*Your instructions:*
Gather every line in the records below that contains the string "client", matching its case exactly.

A run of records:
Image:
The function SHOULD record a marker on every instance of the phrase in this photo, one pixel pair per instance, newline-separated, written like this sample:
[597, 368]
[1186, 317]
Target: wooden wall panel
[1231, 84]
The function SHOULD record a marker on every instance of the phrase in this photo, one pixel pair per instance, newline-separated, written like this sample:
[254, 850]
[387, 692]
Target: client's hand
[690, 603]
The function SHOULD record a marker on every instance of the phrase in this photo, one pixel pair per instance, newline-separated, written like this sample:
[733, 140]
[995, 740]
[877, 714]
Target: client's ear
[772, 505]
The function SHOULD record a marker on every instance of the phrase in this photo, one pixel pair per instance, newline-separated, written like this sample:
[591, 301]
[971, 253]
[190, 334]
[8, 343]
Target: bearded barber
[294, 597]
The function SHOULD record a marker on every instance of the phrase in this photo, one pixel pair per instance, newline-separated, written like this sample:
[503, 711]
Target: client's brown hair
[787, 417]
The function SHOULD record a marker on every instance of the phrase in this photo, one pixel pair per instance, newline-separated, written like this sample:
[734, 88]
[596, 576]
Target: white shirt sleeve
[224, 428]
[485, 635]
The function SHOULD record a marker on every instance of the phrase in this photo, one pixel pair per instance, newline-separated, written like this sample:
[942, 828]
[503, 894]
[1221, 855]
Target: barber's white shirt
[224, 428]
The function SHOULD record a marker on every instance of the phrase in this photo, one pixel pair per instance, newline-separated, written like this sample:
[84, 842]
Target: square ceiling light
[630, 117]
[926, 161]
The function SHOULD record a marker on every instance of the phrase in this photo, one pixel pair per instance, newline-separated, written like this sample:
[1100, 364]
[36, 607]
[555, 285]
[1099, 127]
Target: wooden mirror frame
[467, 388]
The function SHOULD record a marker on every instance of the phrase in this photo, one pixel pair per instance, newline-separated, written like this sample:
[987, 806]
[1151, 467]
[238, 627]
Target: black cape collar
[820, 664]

*Written answer:*
Target: client's hand
Target: client's ear
Target: client's brown hair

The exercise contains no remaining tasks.